Extracted records:

::::::

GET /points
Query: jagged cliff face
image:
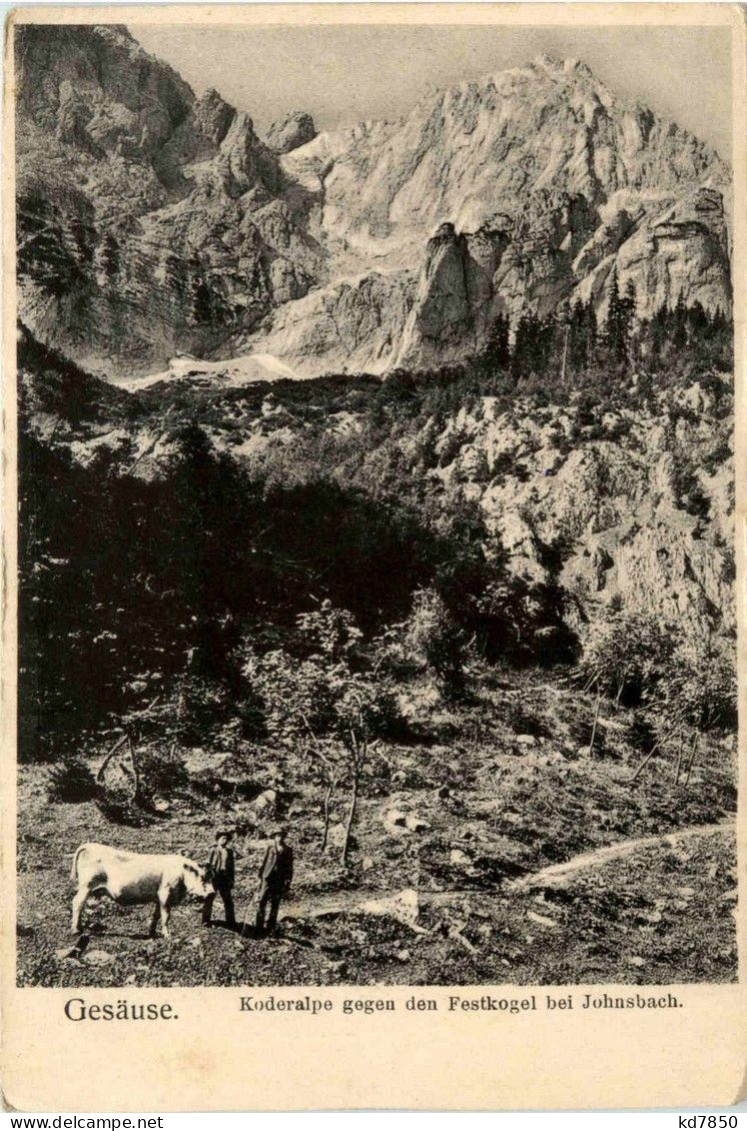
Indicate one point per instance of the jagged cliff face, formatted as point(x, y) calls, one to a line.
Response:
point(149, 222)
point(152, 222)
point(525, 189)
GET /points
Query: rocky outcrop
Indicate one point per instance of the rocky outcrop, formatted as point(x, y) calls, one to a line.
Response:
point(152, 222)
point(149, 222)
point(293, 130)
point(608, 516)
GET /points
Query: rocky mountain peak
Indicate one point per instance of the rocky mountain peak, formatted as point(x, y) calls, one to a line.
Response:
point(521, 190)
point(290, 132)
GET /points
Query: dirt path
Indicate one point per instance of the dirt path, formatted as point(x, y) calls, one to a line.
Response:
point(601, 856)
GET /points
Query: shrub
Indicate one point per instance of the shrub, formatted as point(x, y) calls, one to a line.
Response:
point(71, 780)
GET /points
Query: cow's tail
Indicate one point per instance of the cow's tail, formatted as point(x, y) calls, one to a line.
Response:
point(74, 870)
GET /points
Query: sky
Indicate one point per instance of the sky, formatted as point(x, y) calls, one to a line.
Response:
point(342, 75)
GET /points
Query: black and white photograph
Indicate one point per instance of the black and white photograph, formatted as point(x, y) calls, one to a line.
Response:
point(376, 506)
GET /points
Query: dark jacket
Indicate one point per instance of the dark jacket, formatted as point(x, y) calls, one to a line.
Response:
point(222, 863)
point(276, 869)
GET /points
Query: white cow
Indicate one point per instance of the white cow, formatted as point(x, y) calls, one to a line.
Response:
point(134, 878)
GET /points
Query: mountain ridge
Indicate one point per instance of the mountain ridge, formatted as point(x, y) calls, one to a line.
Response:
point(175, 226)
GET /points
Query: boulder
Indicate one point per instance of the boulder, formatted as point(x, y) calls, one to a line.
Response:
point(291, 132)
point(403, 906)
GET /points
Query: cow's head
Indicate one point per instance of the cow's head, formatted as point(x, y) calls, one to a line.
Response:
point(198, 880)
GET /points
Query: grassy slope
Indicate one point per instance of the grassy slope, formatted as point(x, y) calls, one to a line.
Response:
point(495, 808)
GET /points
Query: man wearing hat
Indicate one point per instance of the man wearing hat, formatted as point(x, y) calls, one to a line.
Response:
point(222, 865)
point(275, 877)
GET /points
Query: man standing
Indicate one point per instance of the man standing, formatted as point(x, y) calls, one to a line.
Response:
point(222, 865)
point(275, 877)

::::::

Instructions for the task → Print all the records exactly, minus any images.

Result for this exercise →
GET /points
Query: jagged cliff face
image:
Indicate one point per instance of the jagged cliff face, formatted as point(x, y) calls, one to a line.
Response:
point(149, 222)
point(152, 222)
point(525, 189)
GET /points
Query: rocky outcrop
Indicate one point per instance of the rocky outcrop, formatted as point(x, y) calls, one to a line.
Response:
point(152, 222)
point(149, 222)
point(293, 130)
point(608, 516)
GET /points
Query: rocky mountain peak
Indicate one point per instance of the rocky mountain peak, formatted as point(x, y) calls, one to a line.
Response:
point(521, 190)
point(290, 132)
GET /points
Query: dirt path
Indicate one point per instance of the dirt path, formatted as point(x, y) calls, one to a line.
Response:
point(601, 856)
GET /points
Query: shrub
Indicate one point per instance of the shrub, formatted as point(x, y) calls, one to a line.
Response:
point(71, 780)
GET /points
Query: cow's tail
Indicate one point per instance of the cow's tail, formatted as point(x, y) calls, one to a line.
Response:
point(74, 870)
GET /points
Query: sky
Indicate one point per instance of the sky, formatted as point(x, y) calls, one to a line.
Response:
point(342, 75)
GET /points
Query: black and white photograph
Indicate one point per instance of the black and white photograph, formatted as point(x, y) calls, one to a line.
Response:
point(376, 506)
GET /points
Query: dark jacket
Indicate one point per instance of the dark jacket, formatted as point(x, y) calls, one to a line.
Response:
point(222, 863)
point(276, 869)
GET /points
Query: white cow
Indicate one point per instance of the white cow, formatted as point(x, y) calls, one to a line.
Response:
point(134, 878)
GET /points
Query: mountain ridge
Indicate one point per instance of the mountain ridge, formatted as point(x, y) calls, one to a line.
Response:
point(175, 226)
GET /points
Query: boulder
Indicate one point per instance of the boulder, formatted as point(x, y) calls, one to a line.
Response:
point(291, 132)
point(403, 906)
GET /points
Query: cow's head
Indicate one point per instance of the cow's head, formatted as point(x, y) calls, one to a line.
Response:
point(198, 880)
GET /points
Query: grassy slope
Indicate one point per instance of the grassy slope, formatted as point(x, y) calls, one to a line.
Response:
point(495, 808)
GET /points
Query: man wearing hat
Indicate one point per instance of the man wearing hat, formatted as point(x, y) calls, one to a line.
Response:
point(222, 865)
point(275, 877)
GET /points
Query: man standing
Indicate one point per instance of the man standing, formatted as point(x, y) calls, one to a line.
Response:
point(222, 865)
point(275, 877)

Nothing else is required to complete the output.